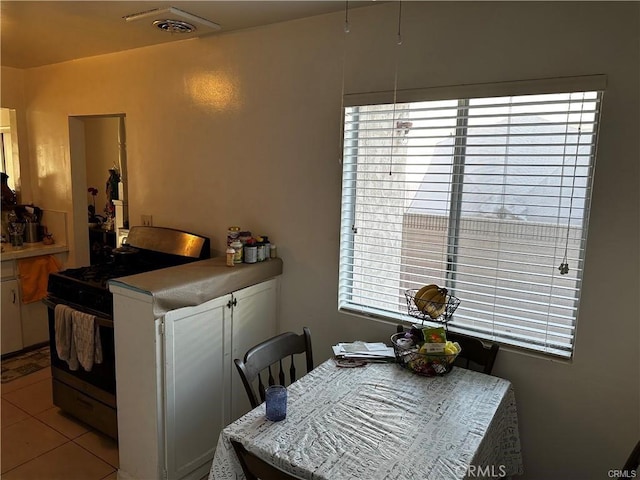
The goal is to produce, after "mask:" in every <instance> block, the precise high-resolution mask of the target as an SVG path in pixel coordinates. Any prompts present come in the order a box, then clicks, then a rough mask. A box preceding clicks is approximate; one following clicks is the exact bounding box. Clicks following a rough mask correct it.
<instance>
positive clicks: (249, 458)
mask: <svg viewBox="0 0 640 480" xmlns="http://www.w3.org/2000/svg"><path fill="white" fill-rule="evenodd" d="M231 445H232V446H233V449H234V450H235V452H236V455H237V456H238V460H239V461H240V466H241V467H242V471H243V472H244V476H245V477H247V480H296V477H292V476H291V475H289V474H287V473H286V472H283V471H282V470H279V469H277V468H276V467H274V466H273V465H270V464H269V463H267V462H265V461H264V460H262V459H261V458H258V457H256V456H255V455H254V454H253V453H250V452H249V451H247V449H246V448H244V446H243V445H242V444H241V443H240V442H236V441H235V440H231Z"/></svg>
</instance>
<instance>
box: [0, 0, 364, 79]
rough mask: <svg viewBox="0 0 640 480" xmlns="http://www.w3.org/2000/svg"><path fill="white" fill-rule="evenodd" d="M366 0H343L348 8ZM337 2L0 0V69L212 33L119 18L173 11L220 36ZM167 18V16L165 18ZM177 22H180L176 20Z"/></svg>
mask: <svg viewBox="0 0 640 480" xmlns="http://www.w3.org/2000/svg"><path fill="white" fill-rule="evenodd" d="M370 4H371V0H361V1H357V0H356V1H353V0H351V1H349V2H348V5H349V8H352V7H358V6H365V5H370ZM345 5H346V2H345V1H342V0H335V1H334V0H323V1H282V0H281V1H243V0H236V1H183V0H175V1H172V2H168V1H157V2H154V1H142V2H140V1H95V0H93V1H22V0H0V47H1V48H0V64H2V66H7V67H14V68H23V69H24V68H32V67H39V66H42V65H49V64H53V63H59V62H65V61H68V60H74V59H79V58H84V57H91V56H95V55H102V54H106V53H113V52H119V51H123V50H129V49H132V48H138V47H144V46H148V45H155V44H160V43H165V42H172V41H176V40H183V39H186V38H189V37H191V36H199V35H201V34H206V35H215V34H216V32H215V31H213V30H208V29H207V28H206V27H204V26H200V25H196V27H197V28H198V30H196V32H195V33H187V34H185V33H168V32H165V31H162V30H160V29H158V28H155V27H153V26H152V21H153V18H151V17H149V18H145V19H140V20H135V21H126V20H125V19H124V18H123V17H125V16H128V15H132V14H135V13H139V12H146V11H149V10H156V9H158V10H164V9H167V8H168V7H174V8H177V9H179V10H182V11H186V12H187V13H190V14H192V15H195V16H197V17H201V18H204V19H206V20H209V21H211V22H214V23H216V24H219V25H220V27H221V29H220V30H218V32H219V33H221V32H230V31H234V30H239V29H244V28H251V27H256V26H261V25H268V24H271V23H278V22H283V21H288V20H293V19H298V18H304V17H310V16H314V15H322V14H326V13H330V12H336V11H343V10H344V9H345ZM171 16H172V15H169V14H167V15H166V17H167V18H171ZM178 19H180V18H178Z"/></svg>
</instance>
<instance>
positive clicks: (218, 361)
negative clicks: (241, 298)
mask: <svg viewBox="0 0 640 480" xmlns="http://www.w3.org/2000/svg"><path fill="white" fill-rule="evenodd" d="M230 298H231V297H230V296H226V297H223V298H220V299H215V300H212V301H210V302H207V303H205V304H203V305H201V306H198V307H194V308H183V309H180V310H176V311H174V312H169V313H168V314H167V315H166V317H165V359H164V363H165V365H164V367H165V368H164V371H165V384H166V388H165V422H166V423H165V427H166V430H167V431H166V438H167V443H166V462H167V463H166V464H167V476H168V478H169V479H173V478H182V477H183V476H185V475H187V474H188V473H190V472H192V470H194V469H196V468H199V467H201V466H202V465H203V464H209V463H210V462H211V460H212V459H213V454H214V451H215V448H216V443H217V441H218V434H219V432H220V431H221V430H222V428H223V427H224V425H225V423H224V416H223V408H222V405H223V402H224V396H225V393H226V394H227V395H228V391H226V390H227V389H225V387H224V379H225V362H224V328H225V325H224V323H225V316H226V317H227V318H228V316H229V314H228V313H226V312H227V311H229V308H228V307H227V303H228V302H229V300H230Z"/></svg>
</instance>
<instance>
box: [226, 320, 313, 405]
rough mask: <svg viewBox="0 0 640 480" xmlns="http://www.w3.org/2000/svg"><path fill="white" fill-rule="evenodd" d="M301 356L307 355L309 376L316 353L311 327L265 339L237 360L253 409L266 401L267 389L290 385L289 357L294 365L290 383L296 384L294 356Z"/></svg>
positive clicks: (290, 380) (295, 368) (289, 366)
mask: <svg viewBox="0 0 640 480" xmlns="http://www.w3.org/2000/svg"><path fill="white" fill-rule="evenodd" d="M297 354H304V355H305V360H306V365H307V373H309V372H310V371H311V370H312V369H313V352H312V350H311V331H310V330H309V329H308V328H307V327H304V328H303V332H302V335H298V334H296V333H293V332H287V333H282V334H280V335H277V336H275V337H273V338H270V339H268V340H265V341H264V342H262V343H260V344H258V345H256V346H255V347H252V348H250V349H249V351H248V352H247V353H246V354H245V356H244V359H243V360H240V359H238V358H236V359H235V360H234V363H235V364H236V368H237V369H238V373H239V374H240V378H241V379H242V383H243V384H244V388H245V390H246V391H247V396H248V397H249V402H250V403H251V407H252V408H255V407H257V406H258V405H260V403H262V402H264V391H265V388H266V387H267V386H269V385H285V386H286V383H285V382H286V375H285V368H286V367H285V364H286V360H287V358H288V359H289V362H290V365H289V369H288V371H289V383H290V384H291V383H293V382H295V381H296V368H295V364H294V355H297ZM263 375H264V376H265V378H264V379H263ZM274 375H276V376H274ZM276 377H277V382H276ZM256 379H257V381H258V391H257V392H256V390H255V389H254V382H255V380H256Z"/></svg>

#### Work instructions
Write out the lines of the material above exactly, from its first line through the line that contains "box: [0, 0, 364, 79]", so that no picture appears in the copy.

#### Task answer
The goal is to produce, after "mask:" in every <instance> block, the precise high-resolution mask of the target as an SVG path in pixel coordinates. Any prompts present come in the order a box, then clicks, then a rough mask. A box preceding clicks is approximate; one following clicks is the exact bounding box. Clicks following a rough mask correct it.
<instance>
positive clicks: (249, 458)
mask: <svg viewBox="0 0 640 480" xmlns="http://www.w3.org/2000/svg"><path fill="white" fill-rule="evenodd" d="M231 445H232V446H233V449H234V450H235V452H236V455H237V456H238V460H239V461H240V466H241V467H242V471H243V472H244V476H245V477H247V480H296V477H292V476H291V475H289V474H287V473H286V472H283V471H282V470H279V469H277V468H276V467H274V466H273V465H270V464H269V463H267V462H265V461H264V460H262V459H261V458H258V457H256V456H255V455H254V454H253V453H250V452H249V451H247V449H246V448H244V446H243V445H242V444H241V443H240V442H236V441H235V440H231Z"/></svg>
</instance>
<instance>
box: [0, 0, 364, 79]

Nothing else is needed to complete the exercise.